### STUDY QUESTIONS
(1) Using the account of the journey back to Ramallah, decide whether each statement agrees with it: (a) The narrator first heard about the shooting on a Thursday night at a café. (b) The narrator learned of the West Bank closures before leaving the café event. (c) The "Serveece" is a shared taxi. Answer yes or no for each and quote the deciding words.
(2) Carry the account of the journey back to Ramallah forward, starting after its last sentence.

### SOURCE TEXT
┏━━

If these denials were indeed ironic admissions, then the statements form the parties involved might actually reflect what the feeling on the ground is.

First hearing about the shooting on Thursday night at vernissage for street artists and culture jammers in a Florinten café, I couldn't have felt further from the events of Gaza or Jerusalem. It wasn't until preparing to head back to Ramallah the next day, realizing I had to pass through Jerusalem to get home, when my Tel Aviv bubble burst and I saw the news of the military imposed closures of the West Bank.

The ride back to Ramallah is always a strange journey as you feel the realities of occupation that make the Tel Aviv bubble possible start to wash over you. However, this time's the ‘Serveece' - a shared taxi - ride heading to Jerusalem didn't only carry the tension of approaching a front line city, but also a city on the edge of erupting from the stress of foreign military rule.

┗━━

### INFORMATION
┏━━

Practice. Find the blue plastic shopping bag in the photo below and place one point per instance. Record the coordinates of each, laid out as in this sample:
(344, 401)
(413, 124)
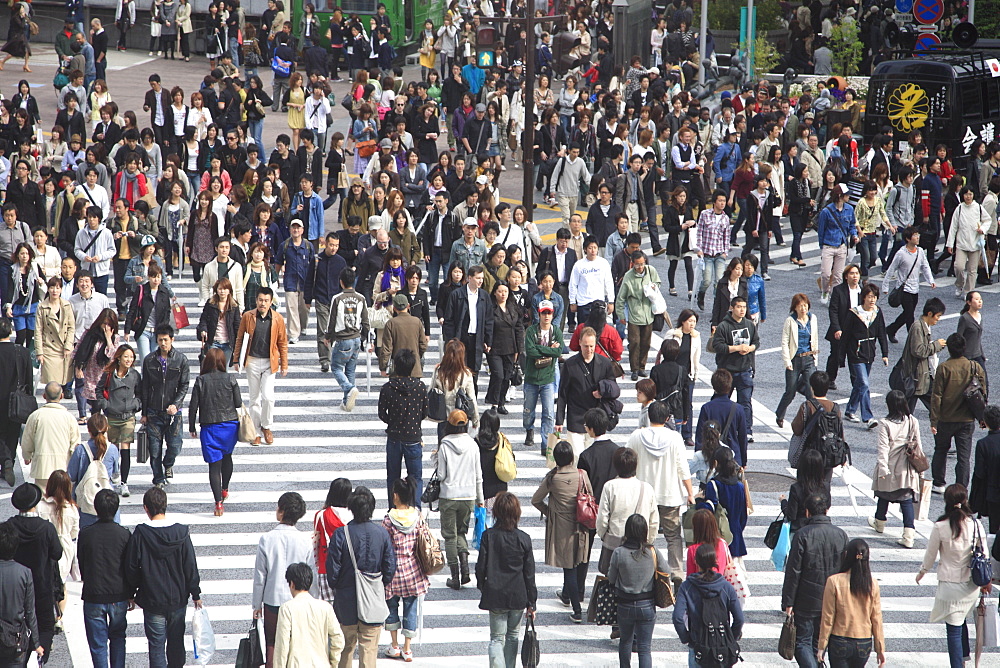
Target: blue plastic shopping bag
(480, 526)
(780, 552)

┗━━

### PER-TASK ANSWERS
(1)
(a) Yes: "First hearing about the shooting on Thursday night at vernissage for street artists and culture jammers in a Florinten café"
(b) No: "It wasn't until preparing to head back to Ramallah the next day, realizing I had to pass through Jerusalem to get home, when my Tel Aviv bubble burst and I saw the news of the military imposed closures of the West Bank."
(c) Yes: "the ‘Serveece' - a shared taxi - ride heading to Jerusalem"

(2)
By the time I arrived in West Jerusalem, the morning's funeral processions, with chants of "Death to Arabs" had ended, and the streets were nearly empty apart from Israeli soldiers remaining on every corner. By the time I reached the Old City's Damascus Gate, the frustration and atmosphere of repression was so thick it could have cracked a diamond. Outside the Old City, busloads of police with riot gear were unloading, engaged in briefings on their assignments, with the Palestinian population that live and work there steering clear. Walking through the gate, there were soldiers on patrol everywhere, engaging in overt, yet random searches of Arab passersby.

Speaking to a friend the next day who's lived in the old city for ages and is used to the usual tension and military presence, he said "I didn't leave my house all day." While he was skeptical about a new Intifada, my friend acknowledged that the situation was being pushed in the direction as Israel's post-yeshiva assault's security crackdown intensifies with no end in sight.

It's a situation that the PA doesn't want to recognize out of fear and real possibility of an uprising sweeping them away. So they press on with the rhetoric of negotiations while streets of Ramallah and Jerusalem carry a quiet but pronounced electric air of anticipation, with people just waiting for the spark.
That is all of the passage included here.